Social Isolation, Safety Measures Compel New Look at ‘Lived Religion’

Social Isolation, Safety Measures Compel New Look at ‘Lived Religion’
COVID-19 is challenging the faithful to find creative ways to maintain and adapt their religious traditions. Scholar/author Khyati Joshi says this experience may be transformative as new ways of practicing religion become part of everyday life.
TEANECK, NJ – Christians and Jews will soon celebrate their most sacred annual holidays with churches and synagogues closed, large gatherings banned, Seder meals and Easter pageants in peril as the nation struggles to contain the fast-spreading coronavirus.
Worshippers are examining their doctrines and traditions for creative ways they can safely adapt to remain faithful, to “live” their religion. The concept of “lived religion” has been largely academic to this point but takes on greater meaning in this global crisis.
“Lived religion isn’t about how we go to religion, but about how religion manifests in our lives,” said Dr. Khyati Joshi, a thought leader on the intersection of religion, race, and immigration and a professor at Fairleigh Dickinson University in New Jersey.
For some, the challenge to find new ways to worship is invigorating. For others, the change is not so radical. Hindus, for example, who worship in temples, often have altars at home and their worship is more individual, private and personal than in congregational faiths.
“Many people adapting their holidays to COVID-19 will experience how to engage in prayer and ritual from their home, the way that other religions do already,” Dr. Joshi said. “People will also come to recognize the other ways in which they live religion that they may not be accustomed to thinking of as ‘religion.’”

→ Problem 1: Repeat the part of the lived religion article that opens with the words containing "For some, the" and closes with "in congregational faiths.".
→ Problem 2: In the lived religion article, rewrite the paragraph starting "For some, the challenge to find new ways to worship" as a short list that keeps its main facts.
→ Problem 3:
Answer these questions from the lived religion article:
(a) At which university is Khyati Joshi a professor?
(b) Which two groups will soon celebrate their most sacred annual holidays?
(c) Where do Hindus often have altars?
You won't need the records to do this work.

→ Dataset records:
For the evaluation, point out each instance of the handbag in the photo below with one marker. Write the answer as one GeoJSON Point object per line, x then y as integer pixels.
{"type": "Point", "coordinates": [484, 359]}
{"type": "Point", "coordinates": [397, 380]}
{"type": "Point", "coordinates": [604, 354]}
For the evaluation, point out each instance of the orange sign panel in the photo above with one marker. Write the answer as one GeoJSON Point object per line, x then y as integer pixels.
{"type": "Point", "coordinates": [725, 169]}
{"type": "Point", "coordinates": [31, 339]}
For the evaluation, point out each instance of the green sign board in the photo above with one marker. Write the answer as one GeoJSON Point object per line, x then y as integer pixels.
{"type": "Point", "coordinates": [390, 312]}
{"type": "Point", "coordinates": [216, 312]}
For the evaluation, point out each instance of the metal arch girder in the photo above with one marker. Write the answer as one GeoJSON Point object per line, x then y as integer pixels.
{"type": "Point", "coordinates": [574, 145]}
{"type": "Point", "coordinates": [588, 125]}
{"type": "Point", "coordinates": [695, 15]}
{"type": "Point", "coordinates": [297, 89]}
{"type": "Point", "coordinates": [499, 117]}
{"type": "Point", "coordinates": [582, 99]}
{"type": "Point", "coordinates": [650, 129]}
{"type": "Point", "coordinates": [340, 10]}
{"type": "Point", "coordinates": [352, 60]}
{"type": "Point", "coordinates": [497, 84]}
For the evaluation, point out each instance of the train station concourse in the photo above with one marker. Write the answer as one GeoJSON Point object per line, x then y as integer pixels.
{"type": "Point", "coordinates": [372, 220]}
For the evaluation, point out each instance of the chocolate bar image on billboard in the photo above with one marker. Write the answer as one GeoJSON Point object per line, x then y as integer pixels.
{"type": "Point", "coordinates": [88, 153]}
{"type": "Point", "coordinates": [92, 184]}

→ Response 1:
For some, the challenge to find new ways to worship is invigorating. For others, the change is not so radical. Hindus, for example, who worship in temples, often have altars at home and their worship is more individual, private and personal than in congregational faiths.

→ Response 2:
- Some people find the challenge of new ways to worship invigorating.
- For others, the change is not so radical.
- Hindus, for example, worship in temples but often have altars at home.
- Their worship is more individual, private and personal than in congregational faiths.

→ Response 3:
(a) Fairleigh Dickinson University in New Jersey
(b) Christians and Jews
(c) At home